** Start RECORD SET **

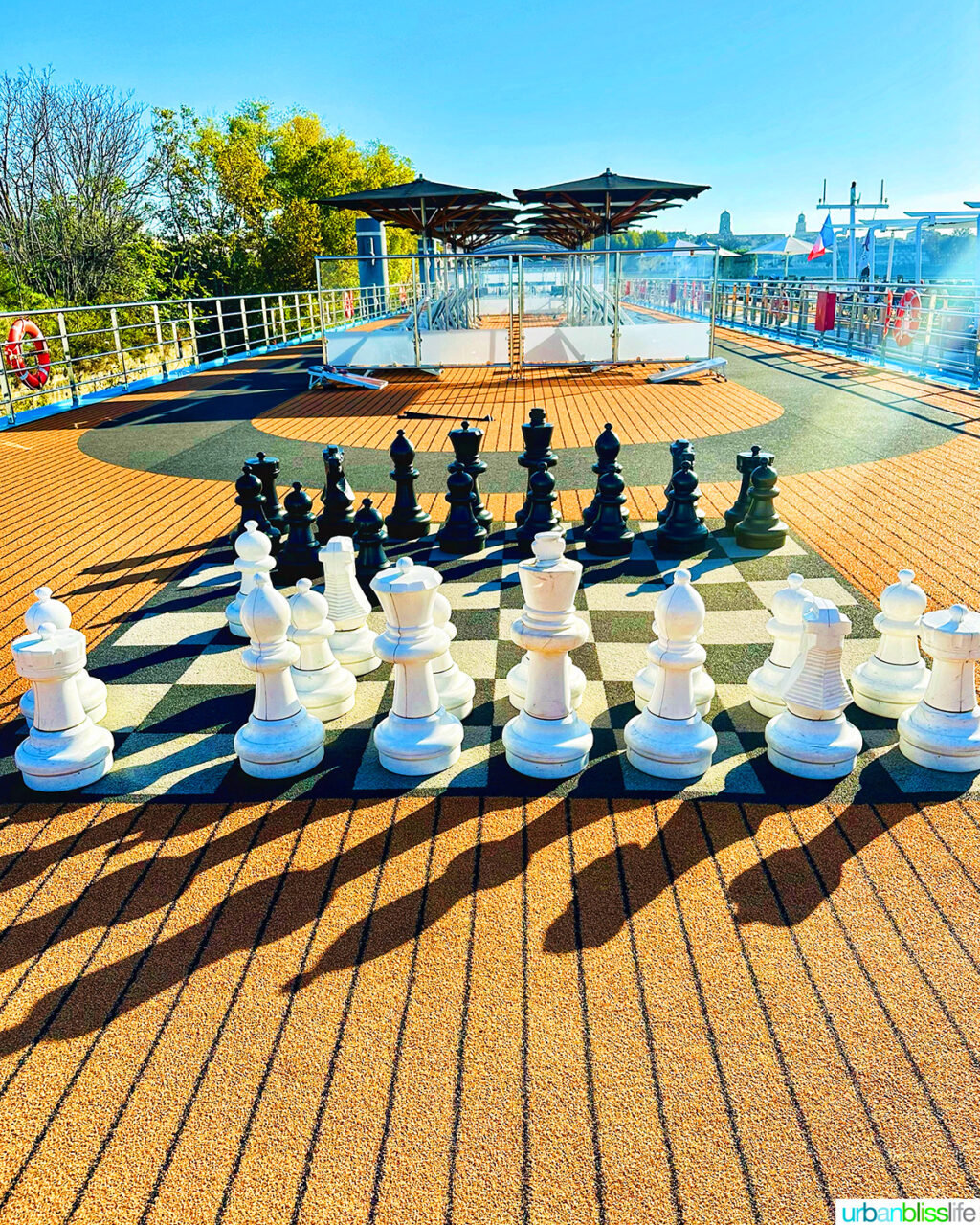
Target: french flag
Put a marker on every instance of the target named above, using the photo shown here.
(825, 240)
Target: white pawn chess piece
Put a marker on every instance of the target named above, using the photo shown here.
(942, 730)
(813, 738)
(56, 612)
(670, 739)
(323, 687)
(896, 678)
(353, 642)
(418, 736)
(254, 550)
(768, 681)
(455, 687)
(280, 738)
(547, 739)
(64, 748)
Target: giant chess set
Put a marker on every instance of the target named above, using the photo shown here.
(679, 657)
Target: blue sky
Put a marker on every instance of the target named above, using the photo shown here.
(757, 100)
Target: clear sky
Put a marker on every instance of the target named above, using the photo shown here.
(761, 100)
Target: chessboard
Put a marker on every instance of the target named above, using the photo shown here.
(178, 690)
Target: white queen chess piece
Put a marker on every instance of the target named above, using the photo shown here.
(896, 677)
(547, 739)
(280, 739)
(353, 642)
(324, 689)
(812, 738)
(670, 739)
(56, 612)
(418, 736)
(942, 731)
(65, 748)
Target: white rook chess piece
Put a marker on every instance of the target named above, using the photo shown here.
(418, 736)
(547, 739)
(323, 687)
(65, 748)
(896, 677)
(942, 731)
(254, 550)
(766, 683)
(812, 738)
(455, 687)
(280, 738)
(56, 612)
(353, 643)
(670, 739)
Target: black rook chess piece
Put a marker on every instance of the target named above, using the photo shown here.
(762, 528)
(466, 441)
(460, 532)
(407, 521)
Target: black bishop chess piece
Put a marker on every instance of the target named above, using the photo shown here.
(407, 521)
(337, 517)
(537, 451)
(746, 463)
(466, 441)
(266, 468)
(460, 533)
(682, 533)
(541, 508)
(253, 502)
(762, 528)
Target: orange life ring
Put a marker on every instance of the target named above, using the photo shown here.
(31, 366)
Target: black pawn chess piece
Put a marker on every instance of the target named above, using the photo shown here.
(541, 508)
(253, 502)
(460, 533)
(608, 534)
(407, 521)
(337, 517)
(266, 468)
(466, 441)
(537, 451)
(368, 536)
(299, 554)
(762, 528)
(682, 533)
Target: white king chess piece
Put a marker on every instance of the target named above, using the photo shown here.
(812, 738)
(768, 681)
(547, 739)
(280, 738)
(418, 736)
(254, 550)
(65, 748)
(56, 612)
(942, 731)
(323, 687)
(896, 678)
(353, 642)
(670, 739)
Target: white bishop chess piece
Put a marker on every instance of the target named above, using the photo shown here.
(254, 550)
(812, 738)
(768, 681)
(942, 730)
(353, 642)
(64, 748)
(56, 612)
(418, 736)
(670, 739)
(280, 739)
(896, 678)
(323, 687)
(547, 739)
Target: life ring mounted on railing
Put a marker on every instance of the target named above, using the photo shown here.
(26, 353)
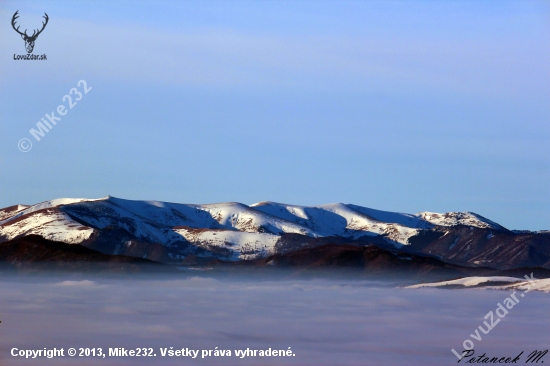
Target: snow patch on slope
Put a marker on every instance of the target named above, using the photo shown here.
(468, 281)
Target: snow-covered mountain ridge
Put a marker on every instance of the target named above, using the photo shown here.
(170, 232)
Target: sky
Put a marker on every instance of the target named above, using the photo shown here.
(400, 106)
(325, 322)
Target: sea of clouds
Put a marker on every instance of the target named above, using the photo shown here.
(325, 322)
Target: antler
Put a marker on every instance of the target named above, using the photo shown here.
(15, 16)
(34, 34)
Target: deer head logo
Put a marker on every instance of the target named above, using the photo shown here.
(29, 40)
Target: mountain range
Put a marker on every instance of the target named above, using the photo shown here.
(184, 234)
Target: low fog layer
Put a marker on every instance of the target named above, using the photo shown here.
(326, 322)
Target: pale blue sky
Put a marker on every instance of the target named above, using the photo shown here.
(400, 106)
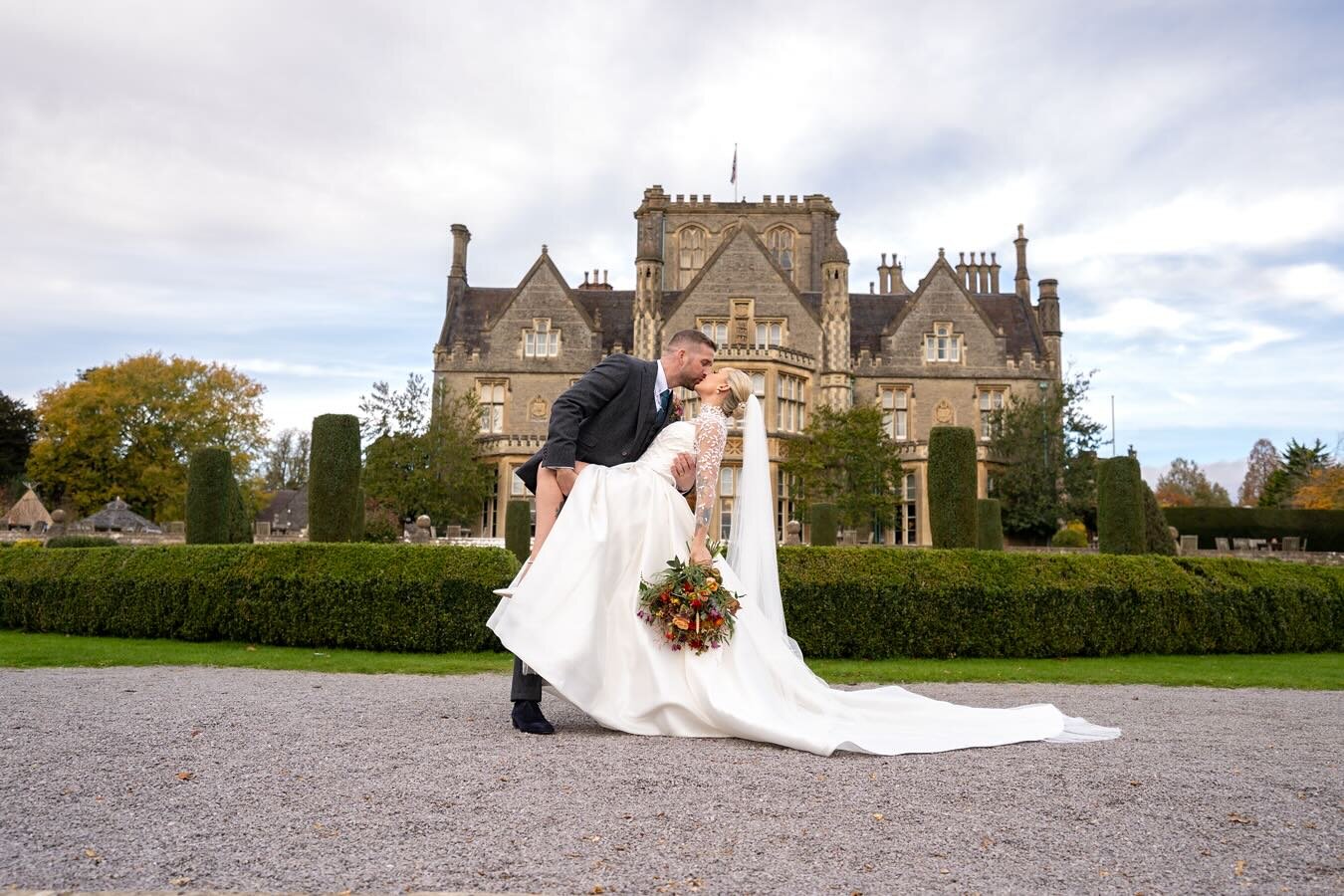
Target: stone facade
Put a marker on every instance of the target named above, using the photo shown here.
(769, 283)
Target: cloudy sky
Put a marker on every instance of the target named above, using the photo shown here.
(271, 184)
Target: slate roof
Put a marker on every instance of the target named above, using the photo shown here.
(870, 315)
(117, 516)
(288, 508)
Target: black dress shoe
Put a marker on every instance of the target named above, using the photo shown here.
(529, 719)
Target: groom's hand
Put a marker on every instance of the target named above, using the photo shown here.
(683, 472)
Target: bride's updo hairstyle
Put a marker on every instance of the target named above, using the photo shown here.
(740, 387)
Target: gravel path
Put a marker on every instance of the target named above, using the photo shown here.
(245, 780)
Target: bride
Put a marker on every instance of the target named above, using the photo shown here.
(572, 617)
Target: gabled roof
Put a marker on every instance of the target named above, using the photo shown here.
(542, 261)
(938, 266)
(742, 227)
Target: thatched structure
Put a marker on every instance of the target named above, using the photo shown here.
(117, 516)
(29, 514)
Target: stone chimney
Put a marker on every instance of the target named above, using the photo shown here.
(1021, 278)
(460, 238)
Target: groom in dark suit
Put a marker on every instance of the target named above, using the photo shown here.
(609, 418)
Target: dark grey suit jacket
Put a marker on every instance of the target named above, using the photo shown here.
(606, 418)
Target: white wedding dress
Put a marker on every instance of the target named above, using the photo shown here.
(572, 621)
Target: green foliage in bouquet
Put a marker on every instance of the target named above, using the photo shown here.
(690, 606)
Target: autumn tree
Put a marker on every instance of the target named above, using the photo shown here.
(1323, 489)
(1259, 465)
(1047, 446)
(127, 429)
(287, 460)
(1187, 485)
(419, 461)
(1297, 465)
(847, 458)
(18, 430)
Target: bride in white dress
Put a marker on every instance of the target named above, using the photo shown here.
(572, 617)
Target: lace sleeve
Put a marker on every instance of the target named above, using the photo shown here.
(711, 431)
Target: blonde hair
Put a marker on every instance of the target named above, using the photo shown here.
(740, 387)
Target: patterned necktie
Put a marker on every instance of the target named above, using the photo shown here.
(664, 403)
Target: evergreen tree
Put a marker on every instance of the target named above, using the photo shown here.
(1047, 446)
(849, 461)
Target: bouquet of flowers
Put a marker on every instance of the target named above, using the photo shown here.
(690, 606)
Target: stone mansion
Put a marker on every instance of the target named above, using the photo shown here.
(769, 283)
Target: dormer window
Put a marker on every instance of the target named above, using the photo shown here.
(541, 341)
(715, 328)
(943, 345)
(691, 243)
(780, 242)
(769, 334)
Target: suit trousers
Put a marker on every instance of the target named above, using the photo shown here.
(526, 685)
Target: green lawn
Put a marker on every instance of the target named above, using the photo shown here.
(1306, 670)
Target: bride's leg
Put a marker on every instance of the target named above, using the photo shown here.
(549, 501)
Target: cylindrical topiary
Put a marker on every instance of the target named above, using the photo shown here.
(1120, 506)
(824, 526)
(952, 487)
(210, 495)
(990, 526)
(360, 504)
(518, 528)
(239, 522)
(334, 477)
(1158, 538)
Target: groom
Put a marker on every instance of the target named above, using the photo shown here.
(609, 418)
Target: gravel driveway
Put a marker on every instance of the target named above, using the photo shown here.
(245, 780)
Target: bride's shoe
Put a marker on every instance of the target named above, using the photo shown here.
(513, 585)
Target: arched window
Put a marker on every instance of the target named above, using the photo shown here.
(780, 242)
(691, 242)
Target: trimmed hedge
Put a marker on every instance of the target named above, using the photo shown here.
(83, 542)
(990, 526)
(878, 602)
(1158, 538)
(825, 526)
(373, 596)
(840, 602)
(334, 479)
(952, 487)
(1323, 530)
(1120, 506)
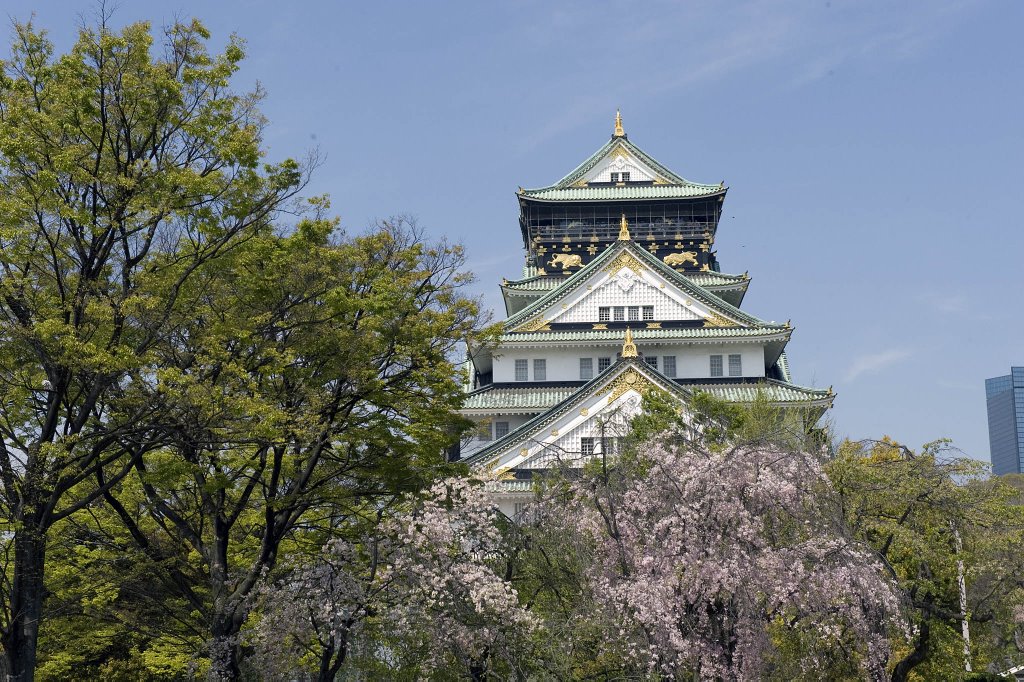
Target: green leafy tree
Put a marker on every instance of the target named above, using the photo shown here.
(308, 387)
(124, 168)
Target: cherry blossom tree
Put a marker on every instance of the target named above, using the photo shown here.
(423, 595)
(728, 563)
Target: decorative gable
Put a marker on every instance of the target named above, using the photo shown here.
(622, 287)
(588, 424)
(619, 165)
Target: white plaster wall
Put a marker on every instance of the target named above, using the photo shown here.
(636, 292)
(617, 164)
(691, 360)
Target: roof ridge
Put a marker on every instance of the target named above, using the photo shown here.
(609, 375)
(699, 292)
(572, 176)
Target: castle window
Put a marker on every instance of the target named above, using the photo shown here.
(735, 366)
(716, 366)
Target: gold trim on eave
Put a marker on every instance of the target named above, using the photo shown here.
(629, 348)
(625, 260)
(627, 382)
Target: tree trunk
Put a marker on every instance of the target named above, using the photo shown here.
(902, 670)
(26, 603)
(224, 649)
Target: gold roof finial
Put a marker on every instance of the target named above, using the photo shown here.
(629, 348)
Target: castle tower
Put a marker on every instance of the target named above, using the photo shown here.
(622, 293)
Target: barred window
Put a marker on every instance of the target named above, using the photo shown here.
(735, 366)
(716, 366)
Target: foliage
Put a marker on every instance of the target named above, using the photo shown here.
(910, 508)
(702, 555)
(123, 170)
(427, 589)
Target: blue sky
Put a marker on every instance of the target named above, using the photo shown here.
(873, 153)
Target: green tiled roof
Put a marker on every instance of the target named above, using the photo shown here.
(576, 396)
(538, 398)
(642, 334)
(706, 280)
(684, 283)
(625, 193)
(509, 485)
(539, 283)
(774, 391)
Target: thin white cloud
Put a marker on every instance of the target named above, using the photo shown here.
(876, 361)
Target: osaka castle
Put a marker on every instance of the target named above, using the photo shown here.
(622, 294)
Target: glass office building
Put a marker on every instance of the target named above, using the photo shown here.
(1006, 421)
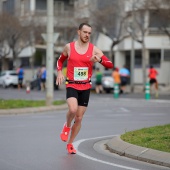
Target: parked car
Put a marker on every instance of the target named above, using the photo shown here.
(34, 83)
(8, 78)
(107, 81)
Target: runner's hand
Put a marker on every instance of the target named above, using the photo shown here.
(60, 78)
(95, 58)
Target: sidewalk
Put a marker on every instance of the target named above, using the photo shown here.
(122, 148)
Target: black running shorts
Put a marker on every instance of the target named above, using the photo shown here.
(82, 96)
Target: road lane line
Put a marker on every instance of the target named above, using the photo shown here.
(77, 143)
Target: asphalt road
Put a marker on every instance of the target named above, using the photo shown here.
(31, 141)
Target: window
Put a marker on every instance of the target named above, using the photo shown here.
(138, 59)
(166, 55)
(41, 4)
(8, 6)
(155, 57)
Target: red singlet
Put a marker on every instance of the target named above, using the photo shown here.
(79, 67)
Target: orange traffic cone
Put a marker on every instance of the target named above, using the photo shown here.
(27, 89)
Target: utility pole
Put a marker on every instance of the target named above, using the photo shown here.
(132, 61)
(50, 53)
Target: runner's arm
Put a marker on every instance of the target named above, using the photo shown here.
(101, 58)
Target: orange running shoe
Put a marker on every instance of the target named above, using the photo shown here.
(65, 133)
(70, 148)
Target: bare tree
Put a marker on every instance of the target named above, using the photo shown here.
(161, 15)
(109, 19)
(15, 36)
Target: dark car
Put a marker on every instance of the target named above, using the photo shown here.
(34, 83)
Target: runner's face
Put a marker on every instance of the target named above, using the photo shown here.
(84, 34)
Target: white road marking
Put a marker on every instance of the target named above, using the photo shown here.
(77, 143)
(124, 109)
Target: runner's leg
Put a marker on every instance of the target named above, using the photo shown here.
(77, 125)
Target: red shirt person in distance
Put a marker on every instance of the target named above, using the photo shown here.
(153, 80)
(81, 56)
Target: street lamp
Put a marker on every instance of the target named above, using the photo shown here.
(50, 53)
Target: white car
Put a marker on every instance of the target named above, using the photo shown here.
(107, 81)
(8, 78)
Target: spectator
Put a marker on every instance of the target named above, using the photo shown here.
(153, 81)
(99, 88)
(39, 78)
(43, 77)
(116, 77)
(124, 76)
(20, 72)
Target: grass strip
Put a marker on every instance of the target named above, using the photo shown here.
(157, 137)
(11, 104)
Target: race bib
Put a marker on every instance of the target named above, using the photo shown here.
(80, 73)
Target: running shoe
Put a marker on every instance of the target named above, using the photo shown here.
(65, 133)
(70, 149)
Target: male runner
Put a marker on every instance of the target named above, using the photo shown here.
(80, 55)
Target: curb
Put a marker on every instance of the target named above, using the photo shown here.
(122, 148)
(32, 109)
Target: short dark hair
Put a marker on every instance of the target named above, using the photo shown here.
(82, 24)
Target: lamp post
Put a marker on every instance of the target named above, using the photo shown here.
(132, 52)
(50, 53)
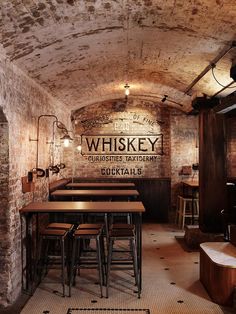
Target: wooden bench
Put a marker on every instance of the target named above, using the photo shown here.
(218, 271)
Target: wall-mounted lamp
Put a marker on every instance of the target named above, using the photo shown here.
(126, 87)
(40, 172)
(66, 139)
(79, 148)
(164, 98)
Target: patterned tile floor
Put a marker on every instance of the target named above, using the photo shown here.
(170, 283)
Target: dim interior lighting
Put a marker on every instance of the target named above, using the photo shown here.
(164, 98)
(66, 140)
(79, 148)
(126, 87)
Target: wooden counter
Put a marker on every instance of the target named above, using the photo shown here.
(218, 271)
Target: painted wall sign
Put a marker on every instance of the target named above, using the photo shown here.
(122, 144)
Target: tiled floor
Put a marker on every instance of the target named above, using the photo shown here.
(170, 284)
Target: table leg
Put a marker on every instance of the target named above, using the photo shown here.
(139, 247)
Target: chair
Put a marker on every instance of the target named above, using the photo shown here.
(131, 262)
(88, 232)
(54, 232)
(186, 208)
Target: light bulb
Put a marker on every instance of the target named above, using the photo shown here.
(66, 142)
(79, 148)
(126, 89)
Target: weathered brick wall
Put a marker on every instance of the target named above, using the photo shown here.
(231, 146)
(180, 133)
(21, 101)
(116, 119)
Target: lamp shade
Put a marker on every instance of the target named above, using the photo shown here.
(66, 139)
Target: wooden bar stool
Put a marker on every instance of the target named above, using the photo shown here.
(131, 262)
(185, 210)
(80, 260)
(55, 232)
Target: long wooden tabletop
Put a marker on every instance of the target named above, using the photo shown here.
(100, 185)
(83, 207)
(95, 193)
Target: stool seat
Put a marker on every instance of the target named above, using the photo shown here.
(50, 234)
(121, 233)
(123, 262)
(58, 225)
(90, 226)
(87, 232)
(79, 257)
(122, 226)
(54, 232)
(186, 208)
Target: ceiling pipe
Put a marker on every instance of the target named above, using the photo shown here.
(210, 66)
(222, 89)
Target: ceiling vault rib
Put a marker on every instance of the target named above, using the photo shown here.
(222, 89)
(210, 66)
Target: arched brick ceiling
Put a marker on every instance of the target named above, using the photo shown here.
(84, 51)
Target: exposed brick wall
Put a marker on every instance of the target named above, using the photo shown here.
(113, 118)
(21, 102)
(4, 228)
(231, 146)
(180, 139)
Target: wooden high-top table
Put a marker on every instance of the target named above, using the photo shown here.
(36, 208)
(102, 185)
(108, 194)
(192, 186)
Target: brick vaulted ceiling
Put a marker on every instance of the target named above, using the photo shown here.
(84, 51)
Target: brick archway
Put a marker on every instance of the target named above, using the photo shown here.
(4, 208)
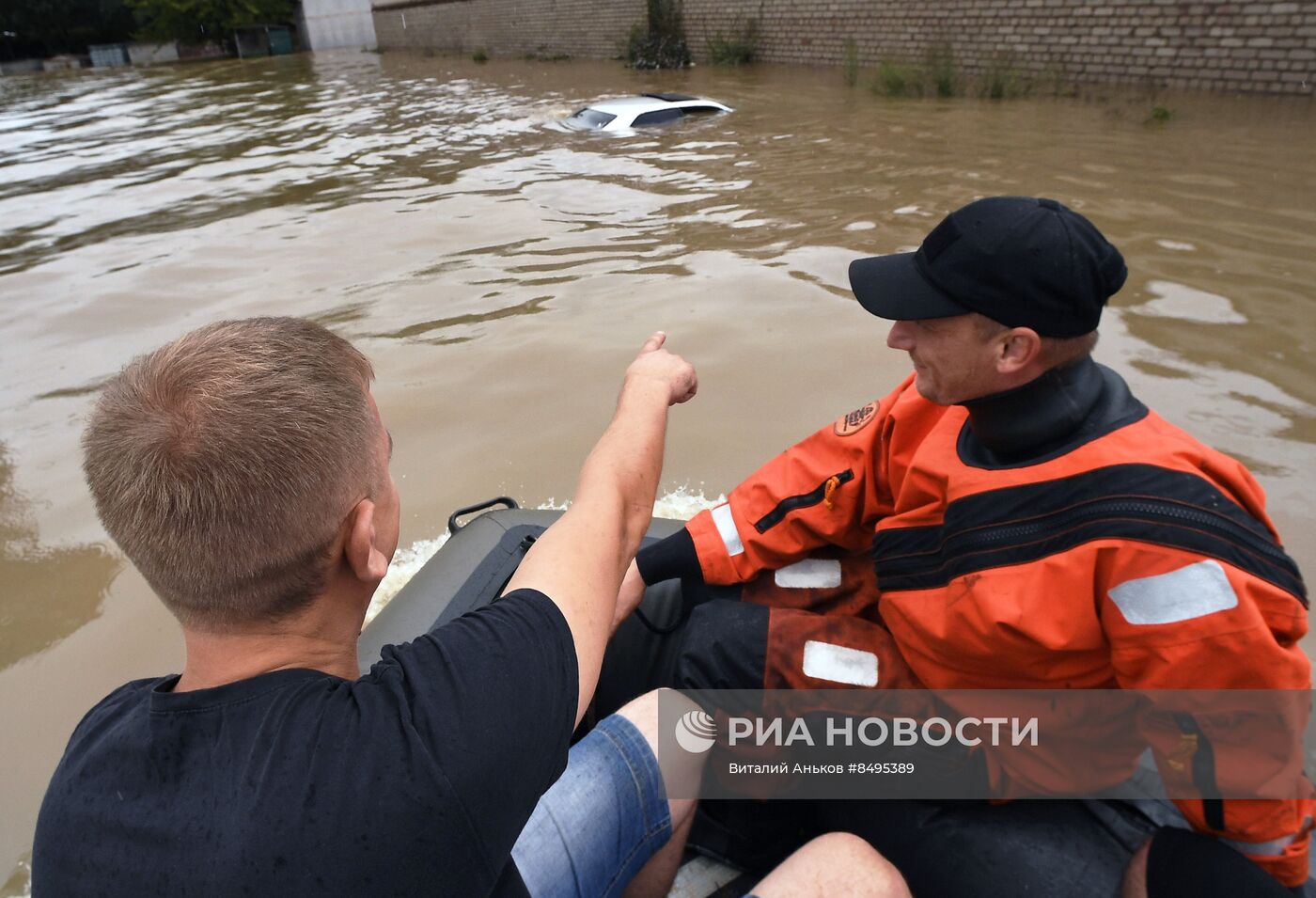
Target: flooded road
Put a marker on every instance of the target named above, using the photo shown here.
(502, 272)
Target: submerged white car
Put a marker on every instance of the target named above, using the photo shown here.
(641, 111)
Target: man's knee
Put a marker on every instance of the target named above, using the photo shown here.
(835, 864)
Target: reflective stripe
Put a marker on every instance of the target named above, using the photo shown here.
(839, 664)
(820, 573)
(1273, 848)
(727, 529)
(1193, 591)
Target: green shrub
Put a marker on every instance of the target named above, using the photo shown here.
(898, 79)
(943, 75)
(1002, 81)
(851, 63)
(737, 49)
(658, 42)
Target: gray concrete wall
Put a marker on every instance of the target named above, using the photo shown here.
(1219, 45)
(332, 24)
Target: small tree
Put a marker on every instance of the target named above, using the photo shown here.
(43, 28)
(661, 41)
(206, 22)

** End RECORD SET **

Rename "green tiled roof" to "green tile roof" in the entries, starting at the line that contains "Target: gold roof finial" and stopping after the line that contains "(1006, 421)". Output only those lines, with nothing else changed.

• OUTPUT BELOW:
Target: gold roof finial
Put a marker on every instance of the target named above, using the photo shown here.
(629, 348)
Target: castle tower
Put a marker on every instance of the target named above, using the photo shown here.
(622, 293)
Target: barred window
Put a marker on every instance of the target named above, using the photo shown here.
(735, 366)
(716, 366)
Target: foliage
Put a marker on every instance of the target named above, using the photo shown here.
(910, 508)
(702, 555)
(123, 170)
(427, 589)
Target: blue sky
Put a marker on every instance of the target named above, using the photo shown here.
(873, 153)
Target: green tile roof
Put a marker on every instance of the target named above, using the photo shown here.
(576, 396)
(538, 398)
(642, 334)
(706, 280)
(684, 283)
(625, 193)
(509, 485)
(539, 283)
(774, 391)
Target: thin white cloud
Put a marker on every instance of the target named above, using the photo shown here.
(876, 361)
Target: osaka castle
Put a marker on every instance of the target named above, using the photo shown here.
(622, 294)
Target: glass office building
Put a marker on every instance of the target named above, using the photo shown here.
(1006, 421)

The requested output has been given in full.